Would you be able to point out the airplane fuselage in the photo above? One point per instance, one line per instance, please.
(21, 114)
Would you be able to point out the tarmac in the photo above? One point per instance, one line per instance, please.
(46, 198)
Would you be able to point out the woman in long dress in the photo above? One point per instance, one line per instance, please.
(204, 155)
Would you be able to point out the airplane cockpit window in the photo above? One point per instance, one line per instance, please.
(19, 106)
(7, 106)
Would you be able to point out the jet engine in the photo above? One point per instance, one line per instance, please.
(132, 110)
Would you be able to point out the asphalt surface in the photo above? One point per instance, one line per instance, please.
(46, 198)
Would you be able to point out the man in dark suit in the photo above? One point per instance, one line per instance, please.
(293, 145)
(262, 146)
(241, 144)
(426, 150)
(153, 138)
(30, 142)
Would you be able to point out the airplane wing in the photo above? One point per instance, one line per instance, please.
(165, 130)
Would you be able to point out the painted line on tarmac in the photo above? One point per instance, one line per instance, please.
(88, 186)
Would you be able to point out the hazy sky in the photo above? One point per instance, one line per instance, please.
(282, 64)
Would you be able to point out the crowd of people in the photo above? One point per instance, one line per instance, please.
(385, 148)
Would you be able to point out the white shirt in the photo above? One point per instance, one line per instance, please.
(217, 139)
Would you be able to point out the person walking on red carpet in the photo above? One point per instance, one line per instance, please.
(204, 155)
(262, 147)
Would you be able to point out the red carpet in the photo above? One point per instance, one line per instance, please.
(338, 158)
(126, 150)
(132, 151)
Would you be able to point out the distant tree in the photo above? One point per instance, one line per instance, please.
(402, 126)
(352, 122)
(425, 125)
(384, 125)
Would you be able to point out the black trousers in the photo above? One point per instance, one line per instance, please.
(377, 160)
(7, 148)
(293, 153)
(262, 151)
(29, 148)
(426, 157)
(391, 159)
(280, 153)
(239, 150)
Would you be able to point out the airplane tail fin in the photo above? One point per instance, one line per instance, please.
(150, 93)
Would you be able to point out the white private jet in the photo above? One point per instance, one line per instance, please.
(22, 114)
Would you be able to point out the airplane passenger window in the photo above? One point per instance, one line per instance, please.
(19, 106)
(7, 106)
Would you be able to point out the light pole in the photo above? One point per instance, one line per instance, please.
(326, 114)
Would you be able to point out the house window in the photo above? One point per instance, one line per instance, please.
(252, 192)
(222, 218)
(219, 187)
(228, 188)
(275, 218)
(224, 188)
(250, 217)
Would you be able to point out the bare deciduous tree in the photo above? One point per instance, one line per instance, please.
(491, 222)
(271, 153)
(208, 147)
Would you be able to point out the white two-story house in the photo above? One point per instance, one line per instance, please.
* * * *
DIRECTIONS: Copy the records again, beginning at the line containing "Would you be able to point out the white shirt" and continuing through the end of the records, with each request kept as it is and every coordinate in the answers raised by 3.

TASK ANSWER:
Would you be able to point out the white shirt in the photo above? One point per instance, one line per instance, please.
(220, 142)
Would you be able to point out the person walking on red carpet in the photo above? One point per instance, one line per instance, please.
(207, 158)
(265, 150)
Would you be able to point out the red carpet in the photo above? One point per instance, one line per instance, please.
(341, 161)
(129, 153)
(135, 154)
Would you be able to point out the distant tree in the photo above? One point per instance, one line per instance, please.
(405, 129)
(355, 125)
(428, 128)
(387, 128)
Would you be able to point out the black trousers in the photo above? One point per instance, one line per instance, please.
(380, 163)
(10, 151)
(296, 156)
(265, 154)
(32, 151)
(429, 160)
(394, 162)
(283, 156)
(242, 153)
Would you be able to point out the airplane tail fin in the photo above? One point per instance, one line per instance, please.
(153, 96)
Would you be able to point out the white private jet in the photo above? One point per instance, one line per instance, please.
(25, 117)
Would you be able to point out the airplane passenger window in the photo above? One point per instance, one line per instance, please.
(22, 109)
(10, 109)
Would you be able to point out the light pole in the photo above? One point per instance, one line per instance, please.
(329, 117)
Would you be able to point out the house window in the photo above? One point per instance, one line per instance, please.
(255, 195)
(225, 221)
(222, 190)
(231, 191)
(278, 221)
(227, 191)
(253, 220)
Would you be able to point out the bare deciduous tree in the photo above? One point per instance, one line per instance, please.
(494, 225)
(274, 156)
(211, 150)
Would you be able to point out the white two-story house in the photo above? One point per instance, one line per instance, please.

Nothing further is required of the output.